Begin PASSAGE

We performed argon adsorption isotherms on a sample of Cu-BTC metal-organic framework at several different temperatures between 66 and 143 K using an in-house built volumetric adsorption setup.

We used 93 mg of Cu-BTC for our measurements. Prior to the start of the experiments, the sample was placed in a stainless steel cell and outgassed at 100 oC for 6 hours under vacuum. The cell was then transported, without breaching vacuum integrity, to the adsorption setup, placed to on the closed-cycle refrigerator and connected to the gas handling system.

Microporous Cu3(BTC)2(H2O)3 (BTC = Benzene-1,3,5-tricarboxylate) was first reported in 1999 by Chui et al. There are two types of pores present in this material: square-shaped main channels (~9 angstroms in diameter) and tetrahedron-shaped side pockets with windows that are ~3.5 angstroms in diameter. We observed three different substeps in the isotherm data. The first two substeps correspond to adsorption in the two different sites in the sample: side pockets with a triangular windows, and main channels, respectively. The third substep was attributed, in a previous computer simulation study of this system, to the solidification of argon on the Cu-BTC metal-organic framework.

Our experimental adsorption data is in excellent agreement with our Grand Canonical Monte Carlo (GCMC) simulation results as well as with results from previous theoretical and experimental studies done by Vishnyakov et al.[1].

By assuming the atomic area of argon to be 13.2 Å2/atom, we calculated the effective specific area of the Cu-BTC sample to be 886 m2/g. This value is lower than the 1500 m2/g determined in the previous studies done by Vishnyakov et al.[1].

End PASSAGE
Begin RECORDS PROVIDED

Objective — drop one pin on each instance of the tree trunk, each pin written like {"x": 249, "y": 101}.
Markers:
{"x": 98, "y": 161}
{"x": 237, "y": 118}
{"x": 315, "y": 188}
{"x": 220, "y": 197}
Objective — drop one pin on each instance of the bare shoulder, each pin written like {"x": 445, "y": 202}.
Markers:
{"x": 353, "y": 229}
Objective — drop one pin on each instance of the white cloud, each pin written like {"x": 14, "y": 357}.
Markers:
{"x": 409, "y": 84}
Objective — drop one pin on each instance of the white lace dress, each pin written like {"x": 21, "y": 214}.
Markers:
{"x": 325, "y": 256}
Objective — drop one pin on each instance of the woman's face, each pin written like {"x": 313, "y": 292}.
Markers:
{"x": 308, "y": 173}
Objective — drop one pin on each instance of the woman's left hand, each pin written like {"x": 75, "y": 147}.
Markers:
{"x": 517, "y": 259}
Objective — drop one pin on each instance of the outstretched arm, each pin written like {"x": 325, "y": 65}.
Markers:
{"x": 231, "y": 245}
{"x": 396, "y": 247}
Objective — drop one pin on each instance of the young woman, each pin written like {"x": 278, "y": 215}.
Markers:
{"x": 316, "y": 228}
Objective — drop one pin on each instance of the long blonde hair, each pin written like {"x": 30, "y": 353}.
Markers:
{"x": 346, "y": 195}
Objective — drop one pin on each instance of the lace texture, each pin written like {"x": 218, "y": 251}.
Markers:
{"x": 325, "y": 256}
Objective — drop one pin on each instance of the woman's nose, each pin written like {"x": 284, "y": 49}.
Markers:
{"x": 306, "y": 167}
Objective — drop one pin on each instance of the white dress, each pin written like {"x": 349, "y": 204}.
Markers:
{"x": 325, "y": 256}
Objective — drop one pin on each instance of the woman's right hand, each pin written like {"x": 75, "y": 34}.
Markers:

End RECORDS PROVIDED

Continue the argon adsorption passage on Cu-BTC from its last sentence.

● THE REPLY:
We also obtained the total pore volume for this sample. Our measured value of 0.32 cm3/g is 86 % of the than the total pore volume reported by Vishnyakov et al[1].

We performed a detailed investigation of the isosteric heat dependence on the coverage. We observed three peaks in the isosteric heat, which correspond to the 3 substeps in the isotherm data. The values of the isosteric heat for argon adsorbed in the tetrahedron side pockets and main channels are 146 and 112 meV respectively. These values are in good agreement with those obtained from our GCMC simulations (165 and 96 meV respectively). The value for the isosteric heat corresponding to the first substep is also in very good agreement with the one obtained by Vishnyakov et al.[1] (of 150.8 meV).

[1] Vishnyakov, A.; Ravikovitch, P. I.; Neimark, A. V.; Bulow, M.; Wang, Q. M. “Nanopore Structure and Sorption Properties of Cu-BTC Metal-Organic Framework” Nano Letters 3 (2003) 713.